Present the data once more in exactly its original form.

# [Input rows]
━━━━━━━━
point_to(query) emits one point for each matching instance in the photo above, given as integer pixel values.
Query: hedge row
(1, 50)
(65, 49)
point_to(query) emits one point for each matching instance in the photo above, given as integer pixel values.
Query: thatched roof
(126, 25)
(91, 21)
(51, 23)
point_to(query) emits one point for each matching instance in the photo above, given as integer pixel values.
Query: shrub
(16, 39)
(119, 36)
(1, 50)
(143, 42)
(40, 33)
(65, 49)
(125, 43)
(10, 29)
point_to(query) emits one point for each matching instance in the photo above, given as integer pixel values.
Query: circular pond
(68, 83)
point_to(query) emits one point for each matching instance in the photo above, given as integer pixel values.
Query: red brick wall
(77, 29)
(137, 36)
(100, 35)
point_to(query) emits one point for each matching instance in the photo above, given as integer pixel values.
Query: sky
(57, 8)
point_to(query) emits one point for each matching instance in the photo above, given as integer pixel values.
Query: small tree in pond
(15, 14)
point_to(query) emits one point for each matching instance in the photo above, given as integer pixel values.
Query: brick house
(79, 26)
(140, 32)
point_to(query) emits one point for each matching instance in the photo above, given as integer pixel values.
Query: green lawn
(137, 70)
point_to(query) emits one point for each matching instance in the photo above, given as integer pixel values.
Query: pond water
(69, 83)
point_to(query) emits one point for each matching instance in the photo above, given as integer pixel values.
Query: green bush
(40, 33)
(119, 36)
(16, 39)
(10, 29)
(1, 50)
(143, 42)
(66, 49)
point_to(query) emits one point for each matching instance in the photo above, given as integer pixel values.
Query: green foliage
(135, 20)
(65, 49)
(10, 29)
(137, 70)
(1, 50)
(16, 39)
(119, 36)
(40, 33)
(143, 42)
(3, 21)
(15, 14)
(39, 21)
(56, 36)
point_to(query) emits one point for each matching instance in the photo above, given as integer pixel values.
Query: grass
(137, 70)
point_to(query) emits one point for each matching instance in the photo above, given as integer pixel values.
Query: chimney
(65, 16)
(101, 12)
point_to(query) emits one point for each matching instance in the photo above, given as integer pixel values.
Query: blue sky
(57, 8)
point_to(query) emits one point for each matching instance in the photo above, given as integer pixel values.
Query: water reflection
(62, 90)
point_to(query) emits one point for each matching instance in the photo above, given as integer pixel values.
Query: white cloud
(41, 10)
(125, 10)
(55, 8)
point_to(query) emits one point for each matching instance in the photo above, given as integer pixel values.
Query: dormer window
━━━━━━━━
# [Exercise result]
point_to(query) emits one point for each matching instance in the photo above, given as integer pixel values.
Query: hedge row
(1, 50)
(65, 49)
point_to(query) emits one point for each matching instance in the photo above, given as integer pixel values.
Query: thatched roof
(126, 25)
(91, 21)
(51, 23)
point_to(query) emits one point for each matching instance in the photo above, given as integer pixel values.
Query: shrub
(16, 39)
(119, 36)
(1, 50)
(143, 42)
(40, 33)
(65, 49)
(125, 43)
(10, 29)
point_to(query) emits one point for each matching instance in the photo above, given as integer pixel values.
Query: circular pond
(68, 83)
point_to(query) emits one point for each matching instance in the photo above, given as integer pixel values.
Query: red brick wall
(77, 29)
(137, 36)
(100, 35)
point_to(query) emits one point for each matching instance in the photo above, given as integer pixel values.
Query: sky
(57, 8)
point_to(query) emits one point for each matching instance in the photo above, given as integer pixel values.
Query: small tree in pond
(15, 14)
point_to(query) emits one point for each matching instance in the photo above, given as integer pixel values.
Query: brick house
(79, 26)
(140, 32)
point_to(query) emits one point for each matching instance in the photo above, given as integer pixel values.
Query: green lawn
(137, 70)
point_to(query) emits one point for each matching instance in the photo above, given as integer pixel values.
Query: pond water
(69, 83)
point_to(query) emits one point for each matching instance in the photo above, given as integer pixel values.
Query: green bush
(40, 33)
(119, 36)
(16, 39)
(10, 29)
(1, 50)
(143, 42)
(66, 49)
point_to(query) emits one point for each matching instance in the photo above, given as integer pixel values.
Query: green foliage
(135, 20)
(65, 49)
(10, 29)
(137, 70)
(1, 50)
(16, 39)
(119, 36)
(40, 33)
(143, 42)
(3, 21)
(15, 14)
(39, 21)
(56, 36)
point_to(query) emits one point for each matching instance in the photo above, given as integer pixel values.
Query: grass
(137, 70)
point_to(query) emits one point for each matching instance in the photo above, given as integer pixel values.
Query: chimney
(65, 16)
(101, 12)
point_to(query) emits one point for each matching instance in the photo above, given as integer pixel values.
Query: blue sky
(57, 8)
point_to(query) emits one point for each matching instance in the photo above, given as integer pixel values.
Query: water reflection
(62, 90)
point_to(query) emits one point for each matching instance in the photo above, given as integer pixel values.
Query: white cloud
(41, 10)
(125, 10)
(55, 8)
point_to(query) emits one point for each matching instance in the photo above, given as integer pixel values.
Query: dormer window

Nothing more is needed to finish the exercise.